§ **Exercise requirements**
Tally the lines in the material below that contain the word "window". Give only the resulting number.

## BEGIN Recorded data

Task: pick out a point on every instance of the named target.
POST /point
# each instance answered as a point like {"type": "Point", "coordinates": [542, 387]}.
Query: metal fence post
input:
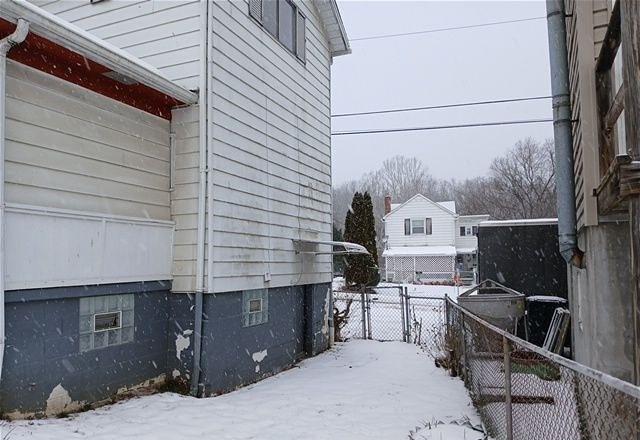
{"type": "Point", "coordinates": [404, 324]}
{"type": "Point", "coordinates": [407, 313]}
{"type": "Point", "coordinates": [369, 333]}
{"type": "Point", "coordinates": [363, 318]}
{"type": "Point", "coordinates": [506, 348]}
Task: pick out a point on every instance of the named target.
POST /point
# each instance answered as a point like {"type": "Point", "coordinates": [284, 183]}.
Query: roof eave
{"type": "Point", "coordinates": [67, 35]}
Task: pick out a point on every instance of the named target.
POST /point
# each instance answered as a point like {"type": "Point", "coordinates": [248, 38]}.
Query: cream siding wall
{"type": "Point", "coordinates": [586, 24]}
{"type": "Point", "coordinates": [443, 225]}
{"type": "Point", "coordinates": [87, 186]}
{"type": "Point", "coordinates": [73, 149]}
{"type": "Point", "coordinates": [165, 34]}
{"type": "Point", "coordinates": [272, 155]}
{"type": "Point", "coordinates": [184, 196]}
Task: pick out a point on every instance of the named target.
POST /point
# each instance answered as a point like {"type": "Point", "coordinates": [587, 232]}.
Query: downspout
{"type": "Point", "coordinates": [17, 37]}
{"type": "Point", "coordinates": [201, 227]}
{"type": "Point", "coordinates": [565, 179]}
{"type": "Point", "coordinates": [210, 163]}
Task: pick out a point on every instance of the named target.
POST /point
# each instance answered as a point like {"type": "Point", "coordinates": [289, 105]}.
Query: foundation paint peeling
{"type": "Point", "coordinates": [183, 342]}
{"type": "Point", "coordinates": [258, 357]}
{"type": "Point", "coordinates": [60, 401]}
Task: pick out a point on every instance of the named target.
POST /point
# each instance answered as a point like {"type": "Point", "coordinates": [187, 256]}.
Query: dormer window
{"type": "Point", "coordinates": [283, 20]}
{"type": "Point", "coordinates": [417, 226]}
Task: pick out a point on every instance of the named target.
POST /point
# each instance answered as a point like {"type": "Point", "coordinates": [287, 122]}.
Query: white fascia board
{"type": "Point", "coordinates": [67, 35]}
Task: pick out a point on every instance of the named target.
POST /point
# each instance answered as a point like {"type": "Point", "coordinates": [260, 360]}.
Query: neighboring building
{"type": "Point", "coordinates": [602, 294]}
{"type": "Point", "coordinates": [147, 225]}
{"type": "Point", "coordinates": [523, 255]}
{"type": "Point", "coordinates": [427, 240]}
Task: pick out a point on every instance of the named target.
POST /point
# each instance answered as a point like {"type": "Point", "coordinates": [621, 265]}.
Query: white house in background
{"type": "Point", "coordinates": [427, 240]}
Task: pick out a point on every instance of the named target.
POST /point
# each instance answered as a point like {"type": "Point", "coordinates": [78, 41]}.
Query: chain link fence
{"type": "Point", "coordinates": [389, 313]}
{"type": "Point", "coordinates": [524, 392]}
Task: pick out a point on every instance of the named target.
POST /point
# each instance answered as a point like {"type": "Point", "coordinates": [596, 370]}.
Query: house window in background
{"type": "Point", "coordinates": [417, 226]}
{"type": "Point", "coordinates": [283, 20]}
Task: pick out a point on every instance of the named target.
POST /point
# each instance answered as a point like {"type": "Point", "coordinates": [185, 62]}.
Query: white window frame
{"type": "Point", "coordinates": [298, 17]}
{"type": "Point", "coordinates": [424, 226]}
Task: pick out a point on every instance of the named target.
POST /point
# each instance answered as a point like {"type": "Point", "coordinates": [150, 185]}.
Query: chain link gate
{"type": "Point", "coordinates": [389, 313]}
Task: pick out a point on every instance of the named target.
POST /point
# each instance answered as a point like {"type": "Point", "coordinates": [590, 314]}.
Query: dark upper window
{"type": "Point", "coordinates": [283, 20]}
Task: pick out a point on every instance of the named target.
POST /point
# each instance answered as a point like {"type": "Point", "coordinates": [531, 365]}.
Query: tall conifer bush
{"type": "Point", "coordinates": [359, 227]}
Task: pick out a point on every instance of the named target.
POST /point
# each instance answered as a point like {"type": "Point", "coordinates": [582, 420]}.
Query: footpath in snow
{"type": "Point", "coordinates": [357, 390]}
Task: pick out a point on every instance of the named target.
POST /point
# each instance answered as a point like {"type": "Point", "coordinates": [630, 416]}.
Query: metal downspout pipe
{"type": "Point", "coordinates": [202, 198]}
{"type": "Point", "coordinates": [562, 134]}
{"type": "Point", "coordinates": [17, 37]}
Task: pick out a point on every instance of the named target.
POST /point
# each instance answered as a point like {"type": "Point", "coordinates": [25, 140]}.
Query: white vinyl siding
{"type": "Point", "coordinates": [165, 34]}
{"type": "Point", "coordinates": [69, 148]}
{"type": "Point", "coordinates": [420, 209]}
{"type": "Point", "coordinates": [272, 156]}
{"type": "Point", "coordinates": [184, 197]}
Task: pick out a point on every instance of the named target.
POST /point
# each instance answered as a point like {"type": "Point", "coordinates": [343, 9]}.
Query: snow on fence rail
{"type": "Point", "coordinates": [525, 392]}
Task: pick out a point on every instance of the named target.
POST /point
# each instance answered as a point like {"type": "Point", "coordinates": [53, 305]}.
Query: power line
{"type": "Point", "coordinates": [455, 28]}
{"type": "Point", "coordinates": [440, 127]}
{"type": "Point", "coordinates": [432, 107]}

## END Recorded data
## BEGIN Recorded data

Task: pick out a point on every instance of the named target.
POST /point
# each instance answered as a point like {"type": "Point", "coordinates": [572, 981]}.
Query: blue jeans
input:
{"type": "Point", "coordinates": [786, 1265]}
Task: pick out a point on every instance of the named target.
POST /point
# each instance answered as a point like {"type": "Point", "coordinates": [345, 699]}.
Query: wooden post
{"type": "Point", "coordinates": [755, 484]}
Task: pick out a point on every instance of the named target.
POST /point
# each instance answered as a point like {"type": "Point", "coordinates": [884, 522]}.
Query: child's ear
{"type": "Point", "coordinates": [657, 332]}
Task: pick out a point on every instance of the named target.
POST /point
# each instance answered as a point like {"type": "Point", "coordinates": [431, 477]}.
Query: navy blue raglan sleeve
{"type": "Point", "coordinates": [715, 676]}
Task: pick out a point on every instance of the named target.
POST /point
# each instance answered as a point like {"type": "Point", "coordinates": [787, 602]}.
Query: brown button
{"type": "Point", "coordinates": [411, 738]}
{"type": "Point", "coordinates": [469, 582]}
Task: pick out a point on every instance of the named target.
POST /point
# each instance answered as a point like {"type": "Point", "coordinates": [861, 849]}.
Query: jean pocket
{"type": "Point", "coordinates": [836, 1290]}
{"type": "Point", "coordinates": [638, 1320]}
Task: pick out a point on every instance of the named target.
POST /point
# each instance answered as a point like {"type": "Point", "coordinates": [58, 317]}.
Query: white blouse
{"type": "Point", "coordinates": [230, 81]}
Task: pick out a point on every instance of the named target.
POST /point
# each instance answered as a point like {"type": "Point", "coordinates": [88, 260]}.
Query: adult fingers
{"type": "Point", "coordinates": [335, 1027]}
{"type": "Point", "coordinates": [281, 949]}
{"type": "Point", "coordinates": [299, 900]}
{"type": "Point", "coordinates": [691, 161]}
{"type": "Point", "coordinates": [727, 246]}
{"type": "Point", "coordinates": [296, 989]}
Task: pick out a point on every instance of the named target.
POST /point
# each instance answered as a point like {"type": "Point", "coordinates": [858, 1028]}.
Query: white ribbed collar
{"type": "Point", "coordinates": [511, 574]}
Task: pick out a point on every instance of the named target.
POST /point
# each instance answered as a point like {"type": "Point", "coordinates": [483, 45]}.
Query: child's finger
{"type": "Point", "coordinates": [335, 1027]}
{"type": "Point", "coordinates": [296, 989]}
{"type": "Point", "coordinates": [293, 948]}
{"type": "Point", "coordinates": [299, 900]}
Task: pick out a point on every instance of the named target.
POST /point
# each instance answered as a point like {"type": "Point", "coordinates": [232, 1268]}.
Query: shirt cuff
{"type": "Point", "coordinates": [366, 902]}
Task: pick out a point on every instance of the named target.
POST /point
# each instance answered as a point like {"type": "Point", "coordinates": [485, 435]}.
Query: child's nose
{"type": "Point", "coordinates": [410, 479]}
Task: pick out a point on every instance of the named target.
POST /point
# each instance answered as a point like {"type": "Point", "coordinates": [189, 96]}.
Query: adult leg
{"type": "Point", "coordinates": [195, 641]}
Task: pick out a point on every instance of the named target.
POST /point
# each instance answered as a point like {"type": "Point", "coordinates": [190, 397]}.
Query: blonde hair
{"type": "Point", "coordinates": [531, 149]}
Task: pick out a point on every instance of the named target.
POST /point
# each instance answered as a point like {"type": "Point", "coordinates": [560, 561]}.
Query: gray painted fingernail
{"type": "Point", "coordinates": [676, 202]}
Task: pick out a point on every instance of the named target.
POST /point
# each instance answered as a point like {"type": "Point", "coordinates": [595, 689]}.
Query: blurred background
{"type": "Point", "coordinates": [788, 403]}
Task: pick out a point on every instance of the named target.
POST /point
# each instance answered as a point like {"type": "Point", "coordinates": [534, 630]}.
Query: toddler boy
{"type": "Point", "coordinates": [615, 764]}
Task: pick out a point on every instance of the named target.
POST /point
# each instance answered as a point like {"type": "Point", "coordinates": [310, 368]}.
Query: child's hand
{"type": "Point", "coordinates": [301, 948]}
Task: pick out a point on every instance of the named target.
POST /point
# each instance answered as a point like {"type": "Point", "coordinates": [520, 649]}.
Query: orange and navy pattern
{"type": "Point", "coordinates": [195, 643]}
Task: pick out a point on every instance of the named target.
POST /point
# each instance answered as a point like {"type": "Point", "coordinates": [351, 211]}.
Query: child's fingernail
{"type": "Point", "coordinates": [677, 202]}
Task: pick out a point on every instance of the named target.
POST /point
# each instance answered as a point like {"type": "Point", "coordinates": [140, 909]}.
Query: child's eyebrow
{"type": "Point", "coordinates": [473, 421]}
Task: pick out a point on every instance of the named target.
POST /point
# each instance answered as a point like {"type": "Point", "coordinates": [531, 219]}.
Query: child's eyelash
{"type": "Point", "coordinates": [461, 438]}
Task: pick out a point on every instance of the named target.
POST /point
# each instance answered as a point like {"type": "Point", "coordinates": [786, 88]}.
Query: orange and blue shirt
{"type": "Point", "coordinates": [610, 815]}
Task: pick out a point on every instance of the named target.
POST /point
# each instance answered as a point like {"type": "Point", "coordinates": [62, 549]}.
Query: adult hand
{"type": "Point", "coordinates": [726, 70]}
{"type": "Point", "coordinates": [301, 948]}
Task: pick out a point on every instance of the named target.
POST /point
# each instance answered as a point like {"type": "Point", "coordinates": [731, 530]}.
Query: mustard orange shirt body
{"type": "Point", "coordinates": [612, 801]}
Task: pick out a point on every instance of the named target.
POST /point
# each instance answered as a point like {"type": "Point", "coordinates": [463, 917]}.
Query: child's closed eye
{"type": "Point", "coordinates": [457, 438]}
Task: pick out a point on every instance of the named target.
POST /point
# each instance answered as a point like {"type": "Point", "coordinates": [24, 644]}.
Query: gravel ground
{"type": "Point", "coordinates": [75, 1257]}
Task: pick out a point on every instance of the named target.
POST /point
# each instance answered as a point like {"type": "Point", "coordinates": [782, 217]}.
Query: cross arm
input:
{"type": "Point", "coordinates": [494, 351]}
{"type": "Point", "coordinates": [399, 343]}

## END Recorded data
## BEGIN Recorded data

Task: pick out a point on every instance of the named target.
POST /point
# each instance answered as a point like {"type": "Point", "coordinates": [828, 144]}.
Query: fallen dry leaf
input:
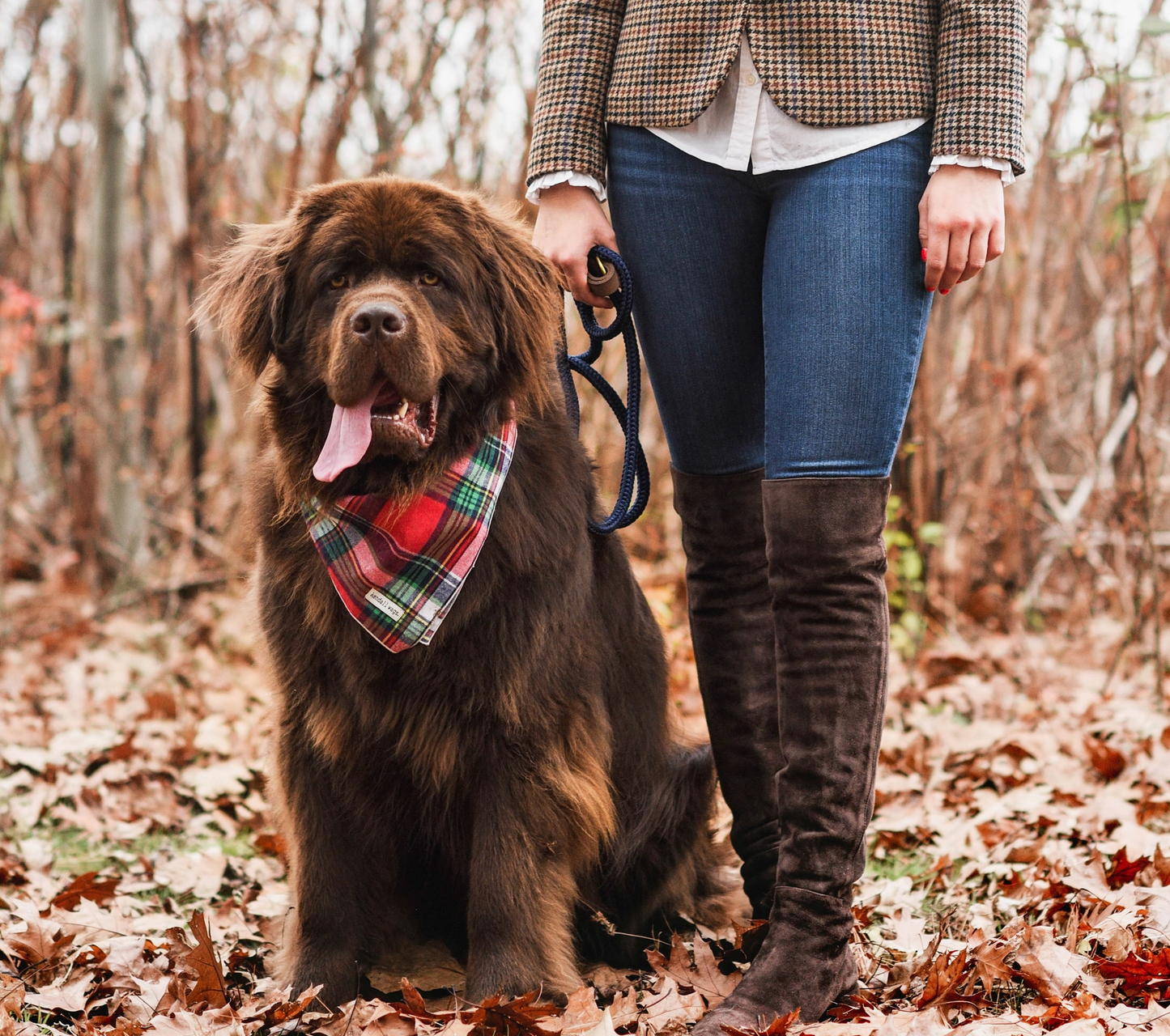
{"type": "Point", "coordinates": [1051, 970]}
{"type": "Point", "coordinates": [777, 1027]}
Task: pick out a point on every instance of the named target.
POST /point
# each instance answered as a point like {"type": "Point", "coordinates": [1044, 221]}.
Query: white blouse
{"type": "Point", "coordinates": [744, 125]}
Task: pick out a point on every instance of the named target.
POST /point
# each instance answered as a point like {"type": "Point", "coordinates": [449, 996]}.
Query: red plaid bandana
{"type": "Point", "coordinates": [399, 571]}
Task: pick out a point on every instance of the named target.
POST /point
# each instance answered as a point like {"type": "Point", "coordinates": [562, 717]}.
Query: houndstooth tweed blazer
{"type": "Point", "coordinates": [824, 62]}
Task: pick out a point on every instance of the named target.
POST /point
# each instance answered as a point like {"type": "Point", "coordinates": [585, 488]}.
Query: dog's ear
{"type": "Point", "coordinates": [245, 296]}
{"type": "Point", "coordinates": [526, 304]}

## END Recorded data

§ **Reply to the exercise**
4